**Stated exercise 1:** In the road-trip account, how much did the woman at the Swiss border demand for a vignette?

**Source excerpt:**
● ● ● ● ● ● ●

Thursday, 27 January 2011

Roadwork Vacation:- Trans Europe Express Part Two


The following has already been hosted at Hooniverse where I'm eternally grateful to Tim Odell for all his support. I thought it about time I gave it a permanent home here, as it concerns one of the greatest weeks of my driving career.

Monday 6th October 2008 Bellagio, Italy to somewhere scary in the middle of Germany.

We had parked up in the wee small hours, and had no real idea where we had ended up, except that there had been many corners and we were obviously very, very high up. From inside the car all I could really see through the condensation was trees and I could smell the scent of a nearby bonfire. Seeing where we were for the first time in daylight, the car park turned out to be basically abandoned, with an uneven covering of flint gravel and several somewhat intercooler-unfriendly raised sections.

And then I saw the view.

 
Here we had a panorama, at least 180 degrees of Lake Como. The height meant we could hear many of the sounds of the lake and the city below, the distant roar of traffic fighting the hydrofoils on the lake for sonic attention, whispering softly as if played through pair of extremely high quality headphones. To continue our journey we would have to descend the hill and cross the city. Last night we could make out the silhouettes of the scenery but today we were treated to the full Technicolor, the ringing of church bells conspired to make our experience especially Italian.

Today we learnt that Italian drivers more than live up to their infamous, albeit stereotypical, reputation. Their weapon of choice is the Fiat Panda (‘90s vintage) or the 50cc Vespa Typhoon. These guys were easily reaching the speed of light on the chicanes, one particularly courageous soul managed to overtake me, only to be seen parked up outside the church two minutes later, possibly late for a funeral. Old ladies lined the road wearing shawls and heavy coats, despite the 23 degree morning heat, looking disapprovingly at the young moving with such haste. They had probably never left the village in their lives, let alone travelled three thousand plus miles across Europe in a week, so we decide to give them a bit of space in the same way as you might pass horses slowly for fear of alarming them.

 
Our appetite for miles having not abated, we pressed on towards the border, but Italy didn’t want us to leave. We made a couple of attempts to negotiate with the local road network, twice we found ourselves on an autostrada of some description and twice they spat us back from whence we came. We passed the very glorious Di’Angelo BMW dealership several times in a variety of directions. Eventually something went right and we found ourselves at the Swiss border.

We were navigating with a European Road Atlas of severely limited detail. The legend explained that toll roads are marked in a slightly more purply blue than the normal motorways. It also shows that France is full of them, and Italy has a smattering of them too. But it revealed Switzerland to be a haven of lovely, free roads. So when a woman at the border demanded 30 Euros for a “vignette” we felt justifiably hard done by. It turns out that the whole of Switzerland was a single enormous toll road. We were haemorrhaging money at a terrifying rate, and still didn’t have any gas for the stove. 

 
Since my father waxing lyrical over it in my childhood, and it being featured on Top Gear, I had a burning ambition to conquer the Passo del Stelvio. From where we were, the Stelvio was reachable, but wasn’t quite in the direction our gut instinct wanted us to take. Besides which, it being quite badly affected by the seasons there was a good chance we would get there and find it closed. Instead, we went for the San Benardino pass, smaller, but still no mean feat. As we ascended, tackling the numerous reflex bends we noticed the topography changing with the altitude. The Eagles Greatest Hits provided our soundtrack for the climb, Alone and Easy Feeling striking a strange chord with our mood in the car. But suddenly, upon seeing the lake at the top, the glistening white peaks and blue sky above, we understood why we had wanted to come on this trip. Breath was well and truly taken.

● ● ● ● ● ● ●

**Stated exercise 2:** Please collect every line of the records that contains the word "tile". Case counts.

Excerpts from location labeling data
● ● ● ● ● ● ●

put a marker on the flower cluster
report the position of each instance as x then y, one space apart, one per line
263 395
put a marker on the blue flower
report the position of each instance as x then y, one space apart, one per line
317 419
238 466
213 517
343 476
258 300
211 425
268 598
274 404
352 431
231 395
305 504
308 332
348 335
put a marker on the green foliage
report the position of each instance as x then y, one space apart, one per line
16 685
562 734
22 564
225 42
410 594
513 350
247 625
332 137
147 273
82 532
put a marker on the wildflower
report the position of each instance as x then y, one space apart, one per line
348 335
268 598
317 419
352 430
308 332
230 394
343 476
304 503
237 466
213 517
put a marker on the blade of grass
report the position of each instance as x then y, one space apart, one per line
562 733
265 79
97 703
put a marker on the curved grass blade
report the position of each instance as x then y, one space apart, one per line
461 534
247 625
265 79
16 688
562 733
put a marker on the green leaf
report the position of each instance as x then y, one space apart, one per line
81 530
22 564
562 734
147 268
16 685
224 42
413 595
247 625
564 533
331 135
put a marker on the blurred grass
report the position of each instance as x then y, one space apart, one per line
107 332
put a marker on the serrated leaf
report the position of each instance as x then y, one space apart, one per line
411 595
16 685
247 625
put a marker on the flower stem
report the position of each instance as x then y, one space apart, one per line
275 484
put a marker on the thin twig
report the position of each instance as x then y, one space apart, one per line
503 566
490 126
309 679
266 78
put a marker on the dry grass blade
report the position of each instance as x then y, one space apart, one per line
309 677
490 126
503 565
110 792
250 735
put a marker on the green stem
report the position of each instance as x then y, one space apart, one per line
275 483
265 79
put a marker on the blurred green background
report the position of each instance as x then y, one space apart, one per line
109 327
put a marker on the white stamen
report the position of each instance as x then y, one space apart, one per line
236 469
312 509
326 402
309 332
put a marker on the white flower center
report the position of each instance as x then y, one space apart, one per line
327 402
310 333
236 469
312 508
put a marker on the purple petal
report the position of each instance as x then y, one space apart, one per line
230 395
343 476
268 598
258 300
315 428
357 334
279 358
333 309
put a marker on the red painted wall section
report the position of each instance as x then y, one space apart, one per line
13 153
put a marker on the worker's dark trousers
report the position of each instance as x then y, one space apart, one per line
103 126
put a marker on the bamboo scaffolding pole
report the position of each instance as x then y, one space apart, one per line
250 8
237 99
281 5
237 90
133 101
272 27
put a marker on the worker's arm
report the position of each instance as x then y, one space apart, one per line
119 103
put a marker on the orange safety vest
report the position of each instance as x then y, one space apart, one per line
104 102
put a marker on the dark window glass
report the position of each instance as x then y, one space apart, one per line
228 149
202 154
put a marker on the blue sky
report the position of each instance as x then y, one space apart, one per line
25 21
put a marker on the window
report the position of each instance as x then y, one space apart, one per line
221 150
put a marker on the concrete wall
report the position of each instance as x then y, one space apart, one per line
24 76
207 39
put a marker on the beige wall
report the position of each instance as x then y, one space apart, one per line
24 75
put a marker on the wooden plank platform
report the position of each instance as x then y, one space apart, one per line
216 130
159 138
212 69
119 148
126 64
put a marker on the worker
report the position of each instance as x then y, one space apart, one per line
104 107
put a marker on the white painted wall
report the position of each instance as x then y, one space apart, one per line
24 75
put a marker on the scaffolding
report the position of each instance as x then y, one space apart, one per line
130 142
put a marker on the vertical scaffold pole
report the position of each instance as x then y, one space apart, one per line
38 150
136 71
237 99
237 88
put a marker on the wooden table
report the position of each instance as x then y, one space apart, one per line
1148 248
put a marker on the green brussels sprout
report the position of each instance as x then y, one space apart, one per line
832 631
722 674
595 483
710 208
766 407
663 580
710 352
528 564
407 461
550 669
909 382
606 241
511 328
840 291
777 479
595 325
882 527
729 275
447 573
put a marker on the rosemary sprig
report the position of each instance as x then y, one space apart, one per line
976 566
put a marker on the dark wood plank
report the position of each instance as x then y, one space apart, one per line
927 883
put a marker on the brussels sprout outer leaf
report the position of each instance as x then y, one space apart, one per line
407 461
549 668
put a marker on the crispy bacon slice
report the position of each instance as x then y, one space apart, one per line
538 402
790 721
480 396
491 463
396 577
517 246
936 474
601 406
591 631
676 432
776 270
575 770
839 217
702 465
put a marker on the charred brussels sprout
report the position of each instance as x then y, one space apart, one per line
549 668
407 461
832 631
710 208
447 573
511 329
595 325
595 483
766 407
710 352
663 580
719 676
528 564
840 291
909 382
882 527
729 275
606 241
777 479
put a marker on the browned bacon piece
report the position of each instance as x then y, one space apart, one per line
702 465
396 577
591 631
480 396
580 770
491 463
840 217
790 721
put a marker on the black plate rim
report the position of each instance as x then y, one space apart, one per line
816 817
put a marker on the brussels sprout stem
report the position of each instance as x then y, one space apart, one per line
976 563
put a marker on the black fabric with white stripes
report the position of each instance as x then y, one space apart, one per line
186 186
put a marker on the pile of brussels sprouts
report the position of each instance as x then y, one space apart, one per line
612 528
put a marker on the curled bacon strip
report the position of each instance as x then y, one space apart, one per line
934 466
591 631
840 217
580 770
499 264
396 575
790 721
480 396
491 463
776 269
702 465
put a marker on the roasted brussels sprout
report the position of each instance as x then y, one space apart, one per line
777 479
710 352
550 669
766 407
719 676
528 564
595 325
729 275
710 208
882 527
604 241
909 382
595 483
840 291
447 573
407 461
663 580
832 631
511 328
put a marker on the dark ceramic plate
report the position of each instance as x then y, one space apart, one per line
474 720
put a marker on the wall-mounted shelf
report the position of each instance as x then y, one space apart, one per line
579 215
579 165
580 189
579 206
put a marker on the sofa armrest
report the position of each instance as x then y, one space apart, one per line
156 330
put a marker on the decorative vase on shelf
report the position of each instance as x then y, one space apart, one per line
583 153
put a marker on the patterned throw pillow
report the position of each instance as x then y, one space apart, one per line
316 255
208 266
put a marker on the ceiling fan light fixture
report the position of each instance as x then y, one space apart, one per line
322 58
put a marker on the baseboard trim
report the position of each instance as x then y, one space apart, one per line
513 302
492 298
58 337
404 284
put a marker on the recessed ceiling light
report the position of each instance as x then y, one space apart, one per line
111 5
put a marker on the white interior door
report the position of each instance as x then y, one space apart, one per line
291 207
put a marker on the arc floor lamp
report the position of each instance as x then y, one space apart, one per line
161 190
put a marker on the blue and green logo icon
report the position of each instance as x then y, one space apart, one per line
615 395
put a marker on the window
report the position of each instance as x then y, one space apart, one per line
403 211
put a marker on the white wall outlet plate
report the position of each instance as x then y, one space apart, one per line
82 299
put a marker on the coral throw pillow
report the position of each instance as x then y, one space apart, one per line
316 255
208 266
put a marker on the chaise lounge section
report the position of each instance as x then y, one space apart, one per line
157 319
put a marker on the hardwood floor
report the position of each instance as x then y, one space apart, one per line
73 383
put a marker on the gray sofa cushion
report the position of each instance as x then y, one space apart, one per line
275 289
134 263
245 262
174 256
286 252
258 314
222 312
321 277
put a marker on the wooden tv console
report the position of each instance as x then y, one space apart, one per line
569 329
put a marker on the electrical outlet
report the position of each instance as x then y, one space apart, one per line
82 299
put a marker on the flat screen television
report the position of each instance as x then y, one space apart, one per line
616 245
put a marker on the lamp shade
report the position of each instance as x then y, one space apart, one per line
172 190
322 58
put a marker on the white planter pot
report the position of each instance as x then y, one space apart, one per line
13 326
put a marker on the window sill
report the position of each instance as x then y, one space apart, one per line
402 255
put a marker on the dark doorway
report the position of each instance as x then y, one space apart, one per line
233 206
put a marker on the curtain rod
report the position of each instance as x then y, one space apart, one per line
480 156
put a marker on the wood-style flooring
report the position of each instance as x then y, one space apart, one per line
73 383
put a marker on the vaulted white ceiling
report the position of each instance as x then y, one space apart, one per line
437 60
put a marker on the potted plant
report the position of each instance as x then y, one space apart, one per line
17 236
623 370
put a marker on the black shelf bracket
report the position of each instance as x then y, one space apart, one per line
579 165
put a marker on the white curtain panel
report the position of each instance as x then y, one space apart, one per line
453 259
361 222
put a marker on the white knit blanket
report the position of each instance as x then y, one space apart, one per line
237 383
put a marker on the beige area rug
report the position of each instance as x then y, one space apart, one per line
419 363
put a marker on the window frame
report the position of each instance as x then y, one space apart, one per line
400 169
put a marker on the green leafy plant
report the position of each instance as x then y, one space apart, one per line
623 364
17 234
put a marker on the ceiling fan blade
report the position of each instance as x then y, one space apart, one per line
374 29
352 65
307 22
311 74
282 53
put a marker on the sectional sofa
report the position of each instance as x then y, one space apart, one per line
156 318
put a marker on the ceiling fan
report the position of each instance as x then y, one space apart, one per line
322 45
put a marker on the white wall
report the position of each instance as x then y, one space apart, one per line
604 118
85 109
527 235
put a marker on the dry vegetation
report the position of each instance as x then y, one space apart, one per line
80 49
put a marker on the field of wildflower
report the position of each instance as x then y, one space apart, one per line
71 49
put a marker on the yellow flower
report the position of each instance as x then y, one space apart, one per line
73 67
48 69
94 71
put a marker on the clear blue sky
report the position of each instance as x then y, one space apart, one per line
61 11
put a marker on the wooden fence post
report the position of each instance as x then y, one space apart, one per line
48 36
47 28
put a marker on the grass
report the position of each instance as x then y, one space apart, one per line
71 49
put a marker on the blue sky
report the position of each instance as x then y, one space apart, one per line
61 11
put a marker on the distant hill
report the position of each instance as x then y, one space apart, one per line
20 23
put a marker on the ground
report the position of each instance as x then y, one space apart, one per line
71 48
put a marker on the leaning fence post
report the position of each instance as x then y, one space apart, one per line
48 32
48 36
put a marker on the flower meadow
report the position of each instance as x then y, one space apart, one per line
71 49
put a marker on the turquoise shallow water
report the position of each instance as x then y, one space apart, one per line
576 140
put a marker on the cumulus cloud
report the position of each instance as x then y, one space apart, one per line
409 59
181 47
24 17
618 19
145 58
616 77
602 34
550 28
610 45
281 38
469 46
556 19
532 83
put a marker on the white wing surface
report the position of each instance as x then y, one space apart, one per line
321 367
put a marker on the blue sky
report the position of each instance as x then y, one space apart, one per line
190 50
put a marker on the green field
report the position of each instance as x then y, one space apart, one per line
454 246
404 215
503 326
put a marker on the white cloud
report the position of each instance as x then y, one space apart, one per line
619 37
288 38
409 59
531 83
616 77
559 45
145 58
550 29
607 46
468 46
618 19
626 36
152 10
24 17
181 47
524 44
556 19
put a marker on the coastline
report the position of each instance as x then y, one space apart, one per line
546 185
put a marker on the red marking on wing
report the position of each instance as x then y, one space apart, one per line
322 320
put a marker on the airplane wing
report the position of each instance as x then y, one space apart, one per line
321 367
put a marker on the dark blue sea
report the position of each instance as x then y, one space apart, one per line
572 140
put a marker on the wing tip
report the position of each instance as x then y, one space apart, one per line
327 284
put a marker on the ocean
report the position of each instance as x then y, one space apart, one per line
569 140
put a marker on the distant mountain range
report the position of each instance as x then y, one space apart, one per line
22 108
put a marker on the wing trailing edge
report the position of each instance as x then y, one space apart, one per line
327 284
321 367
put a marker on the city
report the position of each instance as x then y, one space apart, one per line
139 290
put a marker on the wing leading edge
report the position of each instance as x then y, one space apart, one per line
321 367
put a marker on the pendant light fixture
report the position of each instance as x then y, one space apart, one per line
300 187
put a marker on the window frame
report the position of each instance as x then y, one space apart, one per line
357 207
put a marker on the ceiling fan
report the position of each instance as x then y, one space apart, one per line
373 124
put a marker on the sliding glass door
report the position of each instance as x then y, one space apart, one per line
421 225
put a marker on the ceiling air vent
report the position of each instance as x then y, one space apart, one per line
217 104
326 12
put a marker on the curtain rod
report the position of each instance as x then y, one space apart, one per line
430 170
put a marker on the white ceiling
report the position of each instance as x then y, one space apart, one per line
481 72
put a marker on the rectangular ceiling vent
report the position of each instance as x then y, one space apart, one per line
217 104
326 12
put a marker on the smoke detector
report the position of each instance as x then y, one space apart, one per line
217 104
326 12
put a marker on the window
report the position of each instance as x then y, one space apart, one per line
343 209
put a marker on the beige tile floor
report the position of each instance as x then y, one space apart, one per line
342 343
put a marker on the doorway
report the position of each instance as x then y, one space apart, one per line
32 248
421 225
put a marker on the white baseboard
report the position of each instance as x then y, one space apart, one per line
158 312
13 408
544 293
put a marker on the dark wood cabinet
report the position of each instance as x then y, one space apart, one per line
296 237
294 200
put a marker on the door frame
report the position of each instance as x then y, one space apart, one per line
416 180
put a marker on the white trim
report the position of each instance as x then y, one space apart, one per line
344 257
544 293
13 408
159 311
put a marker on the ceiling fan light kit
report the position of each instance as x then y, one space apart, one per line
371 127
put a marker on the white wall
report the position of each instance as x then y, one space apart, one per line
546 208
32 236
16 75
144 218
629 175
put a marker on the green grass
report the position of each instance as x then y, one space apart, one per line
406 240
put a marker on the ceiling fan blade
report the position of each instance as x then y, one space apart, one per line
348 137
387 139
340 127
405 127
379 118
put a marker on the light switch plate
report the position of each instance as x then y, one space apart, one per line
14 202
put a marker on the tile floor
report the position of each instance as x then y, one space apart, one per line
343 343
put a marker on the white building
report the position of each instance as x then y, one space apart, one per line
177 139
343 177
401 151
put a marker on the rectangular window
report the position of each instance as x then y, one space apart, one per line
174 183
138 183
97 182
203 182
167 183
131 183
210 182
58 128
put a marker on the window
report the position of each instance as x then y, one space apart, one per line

● ● ● ● ● ● ●

**Finished answer 1:** 30 Euros.

**Finished answer 2:**
put a marker on the beige tile floor
put a marker on the tile floor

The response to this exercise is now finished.